Segment Start: Supplied information

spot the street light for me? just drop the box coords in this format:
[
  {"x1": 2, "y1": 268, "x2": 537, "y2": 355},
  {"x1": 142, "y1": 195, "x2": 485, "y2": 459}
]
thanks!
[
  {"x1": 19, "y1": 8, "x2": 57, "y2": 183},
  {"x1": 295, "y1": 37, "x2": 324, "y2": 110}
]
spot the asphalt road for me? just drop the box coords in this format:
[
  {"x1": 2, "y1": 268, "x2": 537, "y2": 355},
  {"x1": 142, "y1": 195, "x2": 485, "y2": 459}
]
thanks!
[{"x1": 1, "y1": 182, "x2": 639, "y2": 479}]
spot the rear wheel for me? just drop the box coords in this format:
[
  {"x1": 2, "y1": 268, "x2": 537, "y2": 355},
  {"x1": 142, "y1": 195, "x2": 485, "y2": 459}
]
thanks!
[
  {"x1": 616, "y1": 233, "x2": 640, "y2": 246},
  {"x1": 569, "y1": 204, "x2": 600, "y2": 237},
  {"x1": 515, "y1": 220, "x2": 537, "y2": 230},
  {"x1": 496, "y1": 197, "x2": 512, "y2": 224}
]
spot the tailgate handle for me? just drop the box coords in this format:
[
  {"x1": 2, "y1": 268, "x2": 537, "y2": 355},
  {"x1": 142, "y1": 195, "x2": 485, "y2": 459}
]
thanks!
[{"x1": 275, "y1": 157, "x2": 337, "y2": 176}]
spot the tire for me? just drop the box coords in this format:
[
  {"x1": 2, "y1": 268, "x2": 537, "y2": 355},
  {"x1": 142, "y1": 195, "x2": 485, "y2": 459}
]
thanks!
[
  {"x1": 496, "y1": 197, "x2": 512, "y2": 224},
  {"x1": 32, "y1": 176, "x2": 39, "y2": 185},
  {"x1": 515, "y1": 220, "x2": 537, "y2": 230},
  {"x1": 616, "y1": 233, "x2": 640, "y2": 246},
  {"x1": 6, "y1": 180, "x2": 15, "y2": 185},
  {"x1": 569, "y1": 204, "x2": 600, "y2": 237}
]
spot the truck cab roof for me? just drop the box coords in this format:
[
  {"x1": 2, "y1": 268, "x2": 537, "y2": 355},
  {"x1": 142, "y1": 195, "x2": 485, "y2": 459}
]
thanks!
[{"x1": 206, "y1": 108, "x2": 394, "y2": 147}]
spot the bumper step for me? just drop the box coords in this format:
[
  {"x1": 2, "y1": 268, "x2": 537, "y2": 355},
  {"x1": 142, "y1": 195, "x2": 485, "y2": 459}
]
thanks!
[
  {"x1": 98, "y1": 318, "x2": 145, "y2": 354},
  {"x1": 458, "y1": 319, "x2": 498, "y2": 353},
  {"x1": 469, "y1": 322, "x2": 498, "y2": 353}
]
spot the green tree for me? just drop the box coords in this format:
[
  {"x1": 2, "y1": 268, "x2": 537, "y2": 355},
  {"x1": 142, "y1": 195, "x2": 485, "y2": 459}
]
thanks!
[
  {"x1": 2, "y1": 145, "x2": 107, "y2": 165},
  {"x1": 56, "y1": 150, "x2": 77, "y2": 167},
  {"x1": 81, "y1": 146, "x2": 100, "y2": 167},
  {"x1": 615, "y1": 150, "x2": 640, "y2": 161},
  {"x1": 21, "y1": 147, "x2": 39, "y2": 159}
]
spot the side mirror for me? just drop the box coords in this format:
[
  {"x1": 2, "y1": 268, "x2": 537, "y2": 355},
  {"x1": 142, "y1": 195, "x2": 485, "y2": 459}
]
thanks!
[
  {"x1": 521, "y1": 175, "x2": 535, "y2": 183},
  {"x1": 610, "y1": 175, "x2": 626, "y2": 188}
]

Segment End: Supplied information

> **Problem to work on**
Within the entries above, find the string "just" and return each line that holds it.

> **Completed task**
spot the street light for me? just drop the box coords in this format:
spot the asphalt road for me? just drop the box coords in this format:
spot the rear wheel for me? just drop the box coords in this format:
spot the tailgate handle for me? just drop the box coords in this format:
spot the tire for me? just drop the box coords in this format:
spot the truck cab roof for me? just drop the box coords in this format:
spot the bumper step for me? just drop the box coords in this format:
spot the green tree for me? just drop the box coords in this format:
spot the side mirror for me? just drop the box coords in this format:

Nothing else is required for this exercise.